### Records for this task
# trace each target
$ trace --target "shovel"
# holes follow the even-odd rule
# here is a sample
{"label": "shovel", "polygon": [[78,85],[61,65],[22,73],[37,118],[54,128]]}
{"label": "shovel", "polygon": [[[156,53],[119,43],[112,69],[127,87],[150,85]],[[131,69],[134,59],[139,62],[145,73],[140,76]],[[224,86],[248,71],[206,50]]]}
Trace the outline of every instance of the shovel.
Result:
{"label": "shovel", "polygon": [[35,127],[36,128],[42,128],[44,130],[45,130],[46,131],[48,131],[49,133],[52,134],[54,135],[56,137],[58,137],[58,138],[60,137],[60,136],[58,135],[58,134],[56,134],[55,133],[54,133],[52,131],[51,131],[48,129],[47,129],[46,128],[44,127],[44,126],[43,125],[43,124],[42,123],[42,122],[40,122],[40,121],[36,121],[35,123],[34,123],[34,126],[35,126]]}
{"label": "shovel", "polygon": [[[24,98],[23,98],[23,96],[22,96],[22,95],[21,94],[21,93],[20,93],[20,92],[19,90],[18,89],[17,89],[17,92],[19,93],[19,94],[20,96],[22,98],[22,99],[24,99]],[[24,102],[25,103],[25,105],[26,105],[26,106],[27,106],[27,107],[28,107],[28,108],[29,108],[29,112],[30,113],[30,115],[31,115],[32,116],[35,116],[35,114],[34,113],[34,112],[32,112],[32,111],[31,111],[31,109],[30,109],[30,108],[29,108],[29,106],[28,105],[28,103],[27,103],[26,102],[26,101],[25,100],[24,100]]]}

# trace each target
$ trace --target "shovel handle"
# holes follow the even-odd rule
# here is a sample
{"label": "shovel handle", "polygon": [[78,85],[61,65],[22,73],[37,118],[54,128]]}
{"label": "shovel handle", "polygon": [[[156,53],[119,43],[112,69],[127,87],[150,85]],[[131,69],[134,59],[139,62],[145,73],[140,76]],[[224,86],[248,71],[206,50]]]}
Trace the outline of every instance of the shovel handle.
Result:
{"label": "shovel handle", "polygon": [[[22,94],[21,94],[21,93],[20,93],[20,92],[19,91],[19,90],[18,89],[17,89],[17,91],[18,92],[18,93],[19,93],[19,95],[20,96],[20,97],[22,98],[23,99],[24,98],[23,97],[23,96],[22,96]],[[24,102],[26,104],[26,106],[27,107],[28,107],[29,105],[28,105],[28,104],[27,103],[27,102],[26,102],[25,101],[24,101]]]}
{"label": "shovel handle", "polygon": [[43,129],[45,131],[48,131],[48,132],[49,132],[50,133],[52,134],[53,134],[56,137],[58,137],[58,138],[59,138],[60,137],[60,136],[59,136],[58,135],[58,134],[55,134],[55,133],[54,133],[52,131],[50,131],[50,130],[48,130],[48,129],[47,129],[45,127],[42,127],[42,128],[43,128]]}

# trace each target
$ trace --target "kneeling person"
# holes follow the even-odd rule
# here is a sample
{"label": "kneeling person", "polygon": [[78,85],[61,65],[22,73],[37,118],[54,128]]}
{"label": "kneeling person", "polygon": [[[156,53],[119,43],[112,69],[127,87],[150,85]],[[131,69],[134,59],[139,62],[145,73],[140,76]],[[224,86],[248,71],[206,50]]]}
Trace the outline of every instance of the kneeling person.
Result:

### What you need to do
Count the lines of the records above that contain the string "every", treating uppercase and lowercase as different, and reply with only that number.

### Output of the task
3